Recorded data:
START

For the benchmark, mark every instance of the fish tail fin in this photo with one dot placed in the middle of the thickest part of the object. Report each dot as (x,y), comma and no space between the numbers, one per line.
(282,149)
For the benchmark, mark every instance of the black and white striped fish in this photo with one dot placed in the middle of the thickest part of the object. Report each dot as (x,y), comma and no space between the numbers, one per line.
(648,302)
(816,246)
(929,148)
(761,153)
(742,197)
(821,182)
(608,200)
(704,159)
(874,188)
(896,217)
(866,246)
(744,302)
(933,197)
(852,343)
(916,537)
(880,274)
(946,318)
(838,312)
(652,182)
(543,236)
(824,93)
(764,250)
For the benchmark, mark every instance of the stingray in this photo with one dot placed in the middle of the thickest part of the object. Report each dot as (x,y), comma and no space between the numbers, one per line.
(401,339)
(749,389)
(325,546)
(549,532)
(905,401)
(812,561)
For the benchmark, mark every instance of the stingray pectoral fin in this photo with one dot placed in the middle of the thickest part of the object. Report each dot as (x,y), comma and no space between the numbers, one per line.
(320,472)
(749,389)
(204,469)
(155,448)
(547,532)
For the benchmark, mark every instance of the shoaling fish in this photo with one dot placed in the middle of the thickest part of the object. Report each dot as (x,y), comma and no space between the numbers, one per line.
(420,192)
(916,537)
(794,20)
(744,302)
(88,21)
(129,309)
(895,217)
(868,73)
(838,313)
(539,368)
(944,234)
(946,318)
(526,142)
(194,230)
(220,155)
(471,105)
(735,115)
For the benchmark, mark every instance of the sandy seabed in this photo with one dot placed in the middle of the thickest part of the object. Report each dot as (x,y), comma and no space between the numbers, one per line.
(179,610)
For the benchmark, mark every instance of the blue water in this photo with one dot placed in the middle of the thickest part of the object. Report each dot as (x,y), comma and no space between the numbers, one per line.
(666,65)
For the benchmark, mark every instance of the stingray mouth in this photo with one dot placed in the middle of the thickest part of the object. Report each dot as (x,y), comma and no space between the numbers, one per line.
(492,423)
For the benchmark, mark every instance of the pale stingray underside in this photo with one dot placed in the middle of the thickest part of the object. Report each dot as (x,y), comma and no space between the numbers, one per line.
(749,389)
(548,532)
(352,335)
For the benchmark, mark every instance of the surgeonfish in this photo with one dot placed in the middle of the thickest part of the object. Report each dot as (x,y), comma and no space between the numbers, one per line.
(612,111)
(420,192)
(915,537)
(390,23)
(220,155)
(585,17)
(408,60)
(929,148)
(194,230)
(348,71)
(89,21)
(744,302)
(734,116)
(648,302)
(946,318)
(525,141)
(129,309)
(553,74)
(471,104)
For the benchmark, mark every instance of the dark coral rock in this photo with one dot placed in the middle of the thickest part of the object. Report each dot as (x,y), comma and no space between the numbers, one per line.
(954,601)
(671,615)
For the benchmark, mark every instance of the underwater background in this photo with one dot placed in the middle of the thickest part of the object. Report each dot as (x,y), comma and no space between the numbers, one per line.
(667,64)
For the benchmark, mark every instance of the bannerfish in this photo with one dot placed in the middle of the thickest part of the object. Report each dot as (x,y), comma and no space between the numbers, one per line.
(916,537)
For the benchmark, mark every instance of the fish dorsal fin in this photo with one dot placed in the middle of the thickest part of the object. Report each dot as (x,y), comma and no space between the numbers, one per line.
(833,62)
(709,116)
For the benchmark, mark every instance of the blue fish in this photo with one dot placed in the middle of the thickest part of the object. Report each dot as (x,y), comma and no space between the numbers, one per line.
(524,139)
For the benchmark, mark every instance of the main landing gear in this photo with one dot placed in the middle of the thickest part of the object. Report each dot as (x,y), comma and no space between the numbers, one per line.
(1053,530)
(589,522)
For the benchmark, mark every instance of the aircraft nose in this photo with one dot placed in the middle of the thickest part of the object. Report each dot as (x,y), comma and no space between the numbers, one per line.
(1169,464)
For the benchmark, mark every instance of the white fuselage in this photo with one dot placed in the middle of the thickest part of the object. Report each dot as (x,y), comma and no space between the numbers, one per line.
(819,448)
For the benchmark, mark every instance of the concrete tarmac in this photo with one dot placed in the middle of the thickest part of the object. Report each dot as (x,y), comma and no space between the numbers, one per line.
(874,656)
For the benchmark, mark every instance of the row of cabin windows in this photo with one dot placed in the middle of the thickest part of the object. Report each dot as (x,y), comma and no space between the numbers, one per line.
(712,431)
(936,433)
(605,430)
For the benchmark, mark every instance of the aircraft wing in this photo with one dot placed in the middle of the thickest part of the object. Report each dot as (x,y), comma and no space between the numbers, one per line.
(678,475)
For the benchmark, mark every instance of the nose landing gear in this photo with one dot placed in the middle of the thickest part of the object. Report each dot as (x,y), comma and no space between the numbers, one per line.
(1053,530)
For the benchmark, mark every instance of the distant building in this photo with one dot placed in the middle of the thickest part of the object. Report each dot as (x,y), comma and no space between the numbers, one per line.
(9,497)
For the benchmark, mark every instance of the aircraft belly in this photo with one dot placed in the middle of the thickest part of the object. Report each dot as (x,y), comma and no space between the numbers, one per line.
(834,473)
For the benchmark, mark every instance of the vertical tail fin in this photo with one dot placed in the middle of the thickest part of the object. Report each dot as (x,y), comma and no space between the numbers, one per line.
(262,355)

END

Instructions to follow
Word for word, quote the lines from the line containing "For the benchmark, mark every instance of the nose" through the end of the material, both included, and nothing else.

Expected output
For the benchmark, mark every instance of the nose landing gear in this photo with one dot placed in the middle of the thickest part of the object. Report each dot as (x,y), comma and no space between the numbers, one per line.
(1053,530)
For the benchmark, mark every instance of the distant building in this photo with one dot placed in the middle of the thickest part of the object. Report each dot as (x,y), comma and no space between the numbers, one per line.
(9,497)
For the benchmark, mark every instance of the aircraft belly in this photo with one dot placed in the middle of the thickest part of the object. Report each dot as (x,y), comma and no space between the numbers, one per line.
(834,473)
For the benchmark, mark every instance of the vertical tail fin in this photo with one dot placed in the middle of the thickest part of the object. Report each dot as (x,y), comma and no space between the numbers, one per line.
(262,355)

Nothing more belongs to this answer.